> _Given entries_
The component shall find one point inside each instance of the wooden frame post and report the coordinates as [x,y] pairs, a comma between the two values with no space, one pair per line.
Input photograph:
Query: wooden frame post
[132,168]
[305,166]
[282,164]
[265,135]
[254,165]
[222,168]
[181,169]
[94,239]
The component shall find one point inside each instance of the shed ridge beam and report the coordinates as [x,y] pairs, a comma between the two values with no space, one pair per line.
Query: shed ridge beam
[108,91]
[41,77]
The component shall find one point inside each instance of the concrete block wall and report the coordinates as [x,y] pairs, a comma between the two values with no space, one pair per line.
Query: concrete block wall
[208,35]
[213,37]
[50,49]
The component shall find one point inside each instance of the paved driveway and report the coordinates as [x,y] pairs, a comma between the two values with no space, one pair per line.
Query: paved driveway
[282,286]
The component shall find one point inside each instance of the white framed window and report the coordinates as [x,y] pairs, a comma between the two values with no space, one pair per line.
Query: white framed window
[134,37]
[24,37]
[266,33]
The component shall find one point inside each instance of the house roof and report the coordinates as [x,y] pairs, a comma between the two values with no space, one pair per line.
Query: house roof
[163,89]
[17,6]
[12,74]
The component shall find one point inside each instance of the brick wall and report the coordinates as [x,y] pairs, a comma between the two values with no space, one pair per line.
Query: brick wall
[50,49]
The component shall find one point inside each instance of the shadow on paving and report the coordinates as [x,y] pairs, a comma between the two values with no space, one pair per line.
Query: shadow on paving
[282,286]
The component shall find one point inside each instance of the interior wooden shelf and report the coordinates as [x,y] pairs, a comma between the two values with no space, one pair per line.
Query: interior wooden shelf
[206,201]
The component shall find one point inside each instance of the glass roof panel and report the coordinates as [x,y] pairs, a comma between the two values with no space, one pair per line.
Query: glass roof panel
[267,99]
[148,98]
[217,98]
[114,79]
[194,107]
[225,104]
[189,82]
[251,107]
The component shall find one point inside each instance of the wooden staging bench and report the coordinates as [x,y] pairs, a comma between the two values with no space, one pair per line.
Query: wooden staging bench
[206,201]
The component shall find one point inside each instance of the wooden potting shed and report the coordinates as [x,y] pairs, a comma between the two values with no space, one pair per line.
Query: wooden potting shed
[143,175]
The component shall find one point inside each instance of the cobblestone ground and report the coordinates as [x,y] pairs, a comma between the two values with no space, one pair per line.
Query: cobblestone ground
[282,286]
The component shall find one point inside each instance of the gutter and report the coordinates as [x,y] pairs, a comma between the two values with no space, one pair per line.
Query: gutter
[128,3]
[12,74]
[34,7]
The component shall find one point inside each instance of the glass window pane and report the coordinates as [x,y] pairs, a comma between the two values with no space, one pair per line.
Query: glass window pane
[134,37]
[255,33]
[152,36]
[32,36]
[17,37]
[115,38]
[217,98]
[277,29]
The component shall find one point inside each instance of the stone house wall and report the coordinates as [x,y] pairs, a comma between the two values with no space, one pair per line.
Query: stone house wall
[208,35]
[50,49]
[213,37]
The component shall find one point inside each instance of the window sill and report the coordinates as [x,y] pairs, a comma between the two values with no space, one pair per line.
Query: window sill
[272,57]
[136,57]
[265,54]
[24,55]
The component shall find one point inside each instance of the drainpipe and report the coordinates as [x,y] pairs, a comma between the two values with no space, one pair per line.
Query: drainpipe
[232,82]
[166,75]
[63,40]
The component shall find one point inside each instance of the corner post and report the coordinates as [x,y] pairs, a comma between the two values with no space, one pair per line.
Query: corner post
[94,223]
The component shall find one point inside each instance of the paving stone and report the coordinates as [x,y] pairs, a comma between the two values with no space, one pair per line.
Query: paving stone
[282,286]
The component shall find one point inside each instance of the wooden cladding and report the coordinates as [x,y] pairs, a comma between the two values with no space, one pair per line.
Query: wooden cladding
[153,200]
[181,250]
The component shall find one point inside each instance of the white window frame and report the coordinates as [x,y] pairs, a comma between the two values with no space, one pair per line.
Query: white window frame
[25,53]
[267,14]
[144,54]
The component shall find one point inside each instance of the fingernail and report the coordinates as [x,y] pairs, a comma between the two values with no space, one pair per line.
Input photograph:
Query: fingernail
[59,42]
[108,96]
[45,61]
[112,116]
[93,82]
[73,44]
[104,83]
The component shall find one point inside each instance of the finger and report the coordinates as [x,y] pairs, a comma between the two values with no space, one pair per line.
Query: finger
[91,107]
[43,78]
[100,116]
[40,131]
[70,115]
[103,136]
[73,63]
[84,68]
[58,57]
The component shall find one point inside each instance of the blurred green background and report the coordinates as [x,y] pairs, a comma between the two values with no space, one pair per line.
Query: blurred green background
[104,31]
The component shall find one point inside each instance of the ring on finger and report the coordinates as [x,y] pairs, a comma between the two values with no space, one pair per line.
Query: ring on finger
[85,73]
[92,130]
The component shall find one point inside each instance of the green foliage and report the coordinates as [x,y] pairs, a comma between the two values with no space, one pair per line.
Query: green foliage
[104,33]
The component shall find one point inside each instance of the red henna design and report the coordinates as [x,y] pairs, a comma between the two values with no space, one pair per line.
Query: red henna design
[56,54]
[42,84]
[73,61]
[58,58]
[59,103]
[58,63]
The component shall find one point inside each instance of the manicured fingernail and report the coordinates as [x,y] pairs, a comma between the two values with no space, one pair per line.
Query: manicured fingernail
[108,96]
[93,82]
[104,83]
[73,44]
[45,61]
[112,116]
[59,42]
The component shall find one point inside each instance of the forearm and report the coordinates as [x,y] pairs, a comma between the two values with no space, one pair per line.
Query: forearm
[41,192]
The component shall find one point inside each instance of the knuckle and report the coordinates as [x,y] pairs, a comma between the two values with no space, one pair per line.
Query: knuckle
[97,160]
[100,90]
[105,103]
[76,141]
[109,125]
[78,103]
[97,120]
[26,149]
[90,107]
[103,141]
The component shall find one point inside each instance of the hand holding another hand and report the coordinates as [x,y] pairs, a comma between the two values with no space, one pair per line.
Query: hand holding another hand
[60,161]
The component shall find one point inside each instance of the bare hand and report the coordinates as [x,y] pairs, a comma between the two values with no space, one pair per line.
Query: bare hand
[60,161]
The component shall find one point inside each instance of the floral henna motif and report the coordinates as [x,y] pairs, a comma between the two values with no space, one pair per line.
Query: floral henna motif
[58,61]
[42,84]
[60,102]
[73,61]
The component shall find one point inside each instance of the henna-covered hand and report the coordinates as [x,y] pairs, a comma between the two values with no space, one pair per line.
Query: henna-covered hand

> _Set problem_
Reproduce everything from the line containing "of the henna-covered" down to the end of the rows, changing "henna-covered hand" to "henna-decorated hand" and leaving all else unchanged.

> _Reply_
The component shall find one point inside each instance of the henna-decorated hand and report the coordinates as [x,y] pairs, a comma between the two values with no space, one pair per line.
Query: henna-decorated hand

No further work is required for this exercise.